- [Task instructions]
Count the lines in the data below that contain the string "station", treating uppercase and lowercase as different. Give only the number.

- [Record list]
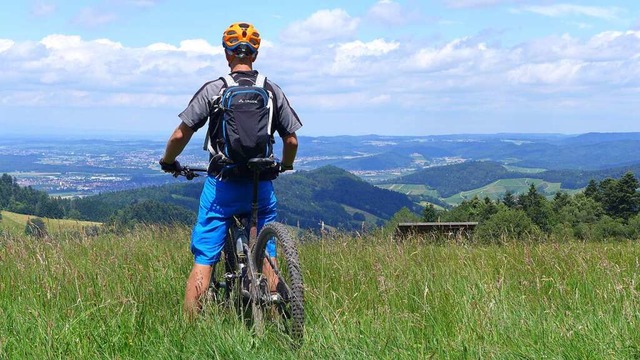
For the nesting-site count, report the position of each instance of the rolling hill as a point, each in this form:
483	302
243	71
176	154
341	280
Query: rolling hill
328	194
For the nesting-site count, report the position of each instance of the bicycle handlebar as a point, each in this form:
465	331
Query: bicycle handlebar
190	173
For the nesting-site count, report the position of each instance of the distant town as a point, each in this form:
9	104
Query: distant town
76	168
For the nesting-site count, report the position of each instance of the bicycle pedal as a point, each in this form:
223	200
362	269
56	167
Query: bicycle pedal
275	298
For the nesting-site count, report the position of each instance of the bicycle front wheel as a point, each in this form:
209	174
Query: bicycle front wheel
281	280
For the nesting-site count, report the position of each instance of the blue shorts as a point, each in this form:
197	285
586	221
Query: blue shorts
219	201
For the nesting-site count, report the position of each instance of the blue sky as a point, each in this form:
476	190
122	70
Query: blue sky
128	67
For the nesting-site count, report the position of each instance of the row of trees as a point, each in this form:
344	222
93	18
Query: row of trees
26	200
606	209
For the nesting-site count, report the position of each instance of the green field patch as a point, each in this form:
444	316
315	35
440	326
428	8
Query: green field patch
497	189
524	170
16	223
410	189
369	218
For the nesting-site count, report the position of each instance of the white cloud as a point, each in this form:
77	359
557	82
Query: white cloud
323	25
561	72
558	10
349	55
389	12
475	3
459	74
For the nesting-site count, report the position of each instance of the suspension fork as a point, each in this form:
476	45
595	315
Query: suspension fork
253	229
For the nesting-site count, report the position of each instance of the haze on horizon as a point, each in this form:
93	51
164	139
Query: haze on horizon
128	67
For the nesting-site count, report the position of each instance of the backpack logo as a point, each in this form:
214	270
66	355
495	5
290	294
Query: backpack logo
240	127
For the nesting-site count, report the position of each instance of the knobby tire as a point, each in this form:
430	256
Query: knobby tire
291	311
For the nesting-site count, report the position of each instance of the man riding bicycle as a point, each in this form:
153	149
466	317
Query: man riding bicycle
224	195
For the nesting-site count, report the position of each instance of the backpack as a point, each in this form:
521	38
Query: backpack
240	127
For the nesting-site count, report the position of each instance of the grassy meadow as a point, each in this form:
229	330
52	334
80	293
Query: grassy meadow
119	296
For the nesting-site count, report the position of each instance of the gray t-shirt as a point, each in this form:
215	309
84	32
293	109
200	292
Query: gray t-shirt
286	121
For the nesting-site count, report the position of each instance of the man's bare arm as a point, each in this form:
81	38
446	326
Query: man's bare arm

---

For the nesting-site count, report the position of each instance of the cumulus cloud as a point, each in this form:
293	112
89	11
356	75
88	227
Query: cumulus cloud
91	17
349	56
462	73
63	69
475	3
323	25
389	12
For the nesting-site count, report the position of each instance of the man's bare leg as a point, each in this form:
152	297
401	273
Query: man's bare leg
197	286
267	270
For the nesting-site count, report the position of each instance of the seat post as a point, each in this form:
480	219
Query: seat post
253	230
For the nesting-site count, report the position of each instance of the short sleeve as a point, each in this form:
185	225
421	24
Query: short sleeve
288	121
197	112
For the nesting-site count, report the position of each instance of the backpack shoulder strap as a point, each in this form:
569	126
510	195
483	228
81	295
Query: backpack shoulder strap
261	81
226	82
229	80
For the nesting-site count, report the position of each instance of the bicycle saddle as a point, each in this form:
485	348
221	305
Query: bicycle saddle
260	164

* * *

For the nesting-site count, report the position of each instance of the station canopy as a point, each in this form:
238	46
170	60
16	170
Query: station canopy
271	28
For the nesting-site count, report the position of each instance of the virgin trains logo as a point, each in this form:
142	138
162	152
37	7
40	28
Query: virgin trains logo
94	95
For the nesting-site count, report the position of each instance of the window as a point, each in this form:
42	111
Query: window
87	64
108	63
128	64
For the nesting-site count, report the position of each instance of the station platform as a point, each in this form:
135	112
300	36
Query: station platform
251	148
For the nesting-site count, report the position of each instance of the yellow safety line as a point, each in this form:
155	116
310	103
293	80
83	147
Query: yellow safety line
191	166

- [Exercise answer]
4